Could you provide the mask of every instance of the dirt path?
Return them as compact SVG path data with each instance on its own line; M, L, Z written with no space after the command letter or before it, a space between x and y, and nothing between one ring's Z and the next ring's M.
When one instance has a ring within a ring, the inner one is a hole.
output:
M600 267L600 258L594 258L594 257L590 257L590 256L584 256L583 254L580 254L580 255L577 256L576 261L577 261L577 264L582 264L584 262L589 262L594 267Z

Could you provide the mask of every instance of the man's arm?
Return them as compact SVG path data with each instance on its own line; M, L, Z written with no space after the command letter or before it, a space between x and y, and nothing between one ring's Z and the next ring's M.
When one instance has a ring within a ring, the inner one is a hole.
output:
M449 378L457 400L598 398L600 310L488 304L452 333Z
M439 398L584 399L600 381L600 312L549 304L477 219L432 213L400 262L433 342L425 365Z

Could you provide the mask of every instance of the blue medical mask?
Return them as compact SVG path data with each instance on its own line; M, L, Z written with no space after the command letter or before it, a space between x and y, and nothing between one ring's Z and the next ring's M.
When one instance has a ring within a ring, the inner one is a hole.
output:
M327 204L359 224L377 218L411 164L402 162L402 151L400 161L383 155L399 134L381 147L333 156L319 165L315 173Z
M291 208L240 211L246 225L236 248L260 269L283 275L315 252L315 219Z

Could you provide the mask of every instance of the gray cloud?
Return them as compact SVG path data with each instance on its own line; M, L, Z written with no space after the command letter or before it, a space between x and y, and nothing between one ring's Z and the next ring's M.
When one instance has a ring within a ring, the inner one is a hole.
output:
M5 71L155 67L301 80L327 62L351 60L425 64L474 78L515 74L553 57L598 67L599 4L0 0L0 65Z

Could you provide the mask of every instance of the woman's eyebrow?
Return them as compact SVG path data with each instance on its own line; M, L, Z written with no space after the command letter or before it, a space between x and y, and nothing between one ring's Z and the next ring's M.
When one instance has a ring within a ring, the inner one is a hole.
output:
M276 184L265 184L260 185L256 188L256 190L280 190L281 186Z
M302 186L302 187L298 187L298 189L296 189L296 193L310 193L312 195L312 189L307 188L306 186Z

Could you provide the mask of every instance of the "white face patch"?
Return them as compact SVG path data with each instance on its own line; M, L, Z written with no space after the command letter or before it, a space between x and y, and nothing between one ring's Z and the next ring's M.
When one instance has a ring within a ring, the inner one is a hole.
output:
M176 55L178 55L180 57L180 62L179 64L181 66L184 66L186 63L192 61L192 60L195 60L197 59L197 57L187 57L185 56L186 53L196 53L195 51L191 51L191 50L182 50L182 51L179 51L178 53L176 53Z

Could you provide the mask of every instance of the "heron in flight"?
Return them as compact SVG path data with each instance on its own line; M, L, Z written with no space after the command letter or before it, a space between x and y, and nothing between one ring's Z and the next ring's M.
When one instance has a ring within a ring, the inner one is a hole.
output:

* * * * * * * * *

*Activity:*
Reproduce every line of the data so that nothing differs from the original.

*Task answer:*
Could you provide the mask of every instance of the dirt path?
Return them as compact SVG path data with each instance on its own line; M, L, Z written with no space after the command letter or before it, a space between x and y, and nothing between one ring's Z and the next ring's M.
When one instance has a ring within a ring, the inner one is a hole.
output:
M600 267L600 258L594 258L594 257L590 257L590 256L584 256L583 254L580 254L580 255L577 256L576 261L577 261L577 264L582 264L584 262L589 262L594 267Z

Could you provide the mask of every instance of the man's arm?
Return them as compact SVG path data with each instance on its own line; M, L, Z written with no space after the command letter or before it, a space between x and y, and nothing between one ring's Z and the next ring's M.
When one instance has a ring within a ring, the inner one is a hole.
output:
M449 378L457 400L598 398L600 310L488 304L452 333Z
M439 398L584 399L600 381L600 312L549 304L477 219L432 213L400 262L433 342L425 365Z

Could you provide the mask of every instance of the blue medical mask?
Return them as compact SVG path data with each instance on its own line; M, L, Z written with no space after the command letter or before it, a space between x and y, and nothing between one ring's Z and the next ring's M.
When one instance has a ring within a ring, the inner one is a hole.
output:
M327 204L359 224L377 218L411 164L402 162L402 151L400 161L383 155L399 134L381 147L333 156L319 165L315 173Z
M291 208L240 211L246 225L236 248L260 269L283 275L315 252L315 219Z

Could you provide the mask of every instance of the gray cloud?
Return them as compact SVG path data with each instance on its own line; M, L, Z written with no space after the command letter or before it, a space between x and y, and nothing between one ring's Z and the next ring's M.
When one instance has a ring within a ring, the inner one is a hole.
output:
M5 71L155 67L301 80L327 62L351 60L425 64L474 78L515 74L553 57L598 67L599 4L0 0L0 65Z

Could you provide the mask of every instance of the woman's eyebrow?
Return them as compact SVG path data with each instance on its own line; M, L, Z written with no space after the command letter or before it, a space between x and y, and nothing between one ring's Z and the next ring's M.
When one instance has a ring within a ring, the inner one is a hole.
output:
M276 184L265 184L260 185L256 188L256 190L280 190L281 186Z
M302 186L302 187L298 187L298 189L296 189L296 193L310 193L312 195L312 189L307 188L306 186Z

Could you provide the mask of every instance of the "white face patch"?
Return them as compact SVG path data with each instance on its own line; M, L, Z written with no space after the command letter or before it, a space between x and y, and nothing between one ring's Z and the next ring's M.
When one instance has a ring within a ring, the inner one is a hole.
output:
M176 55L178 55L180 57L180 62L179 64L181 66L184 66L186 63L192 61L192 60L195 60L197 59L197 57L187 57L185 56L186 53L196 53L195 51L191 51L191 50L182 50L182 51L179 51L178 53L176 53Z

Could you provide the mask of every instance of the "heron in flight"?
Return them as compact SVG path data with each instance on its own line; M, L, Z written with no space after the command letter or before it, a space between x and y, and nothing between one ring's Z and the next ring's M.
When one instance has a ring within a ring, the inner one is a hole.
output:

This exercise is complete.